- _Il tuo compito_
Ricopia parola per parola tutti i record qui sotto, lasciando fuori dalla risposta le immagini.

- _Record forniti_
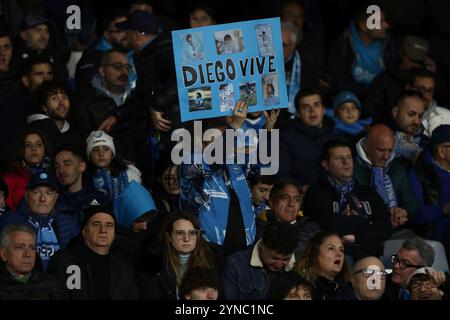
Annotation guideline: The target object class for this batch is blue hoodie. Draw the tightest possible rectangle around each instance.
[350,21,385,86]
[114,181,156,230]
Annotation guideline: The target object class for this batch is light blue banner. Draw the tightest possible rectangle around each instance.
[172,18,288,121]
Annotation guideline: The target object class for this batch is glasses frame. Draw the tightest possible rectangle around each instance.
[353,268,387,280]
[172,229,200,240]
[391,254,425,270]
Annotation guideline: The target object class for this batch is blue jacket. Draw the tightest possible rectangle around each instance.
[180,160,256,246]
[56,181,110,223]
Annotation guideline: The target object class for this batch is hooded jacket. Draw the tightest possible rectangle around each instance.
[277,117,338,185]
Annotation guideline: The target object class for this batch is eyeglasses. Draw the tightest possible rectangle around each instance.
[353,268,387,280]
[164,176,180,184]
[411,85,434,96]
[108,30,126,33]
[391,255,425,270]
[30,190,56,199]
[173,229,200,240]
[411,280,436,291]
[102,63,133,71]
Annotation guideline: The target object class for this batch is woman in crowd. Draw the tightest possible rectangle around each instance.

- _Risposta_
Annotation guideline: The target object class for this batch is blue hoodie. Draw the tightest possible rectangle around each instance.
[350,21,385,86]
[114,181,156,230]
Annotation guideline: The target object class for this batch is light blue banner. Draw the tightest possible rectangle around each instance.
[172,18,288,121]
Annotation guideline: The target object class for this batch is glasses frame. Draw the tightest possible rectangle around each instance.
[353,268,387,280]
[172,229,200,240]
[391,254,425,270]
Annotation guideline: The target object class for this batch is blue jacket. Draw the tightest possible rectangle around each instance.
[180,160,256,246]
[56,181,110,223]
Annotation guideline: The target object class for this batch is hooded jacket. Draw the tightest possible rectangle around each instance.
[277,117,338,185]
Annotation guideline: The target object class for this batch is eyeglasses. Draw the tightest possible rectangle around each instance.
[353,268,387,280]
[164,176,180,184]
[411,85,434,96]
[108,30,126,33]
[391,255,425,270]
[30,190,56,199]
[173,229,200,240]
[411,280,436,291]
[102,63,133,71]
Annotation guideline: The target object class for this batch is woman in crowd. Draw the tightest possible rectangle around each instance.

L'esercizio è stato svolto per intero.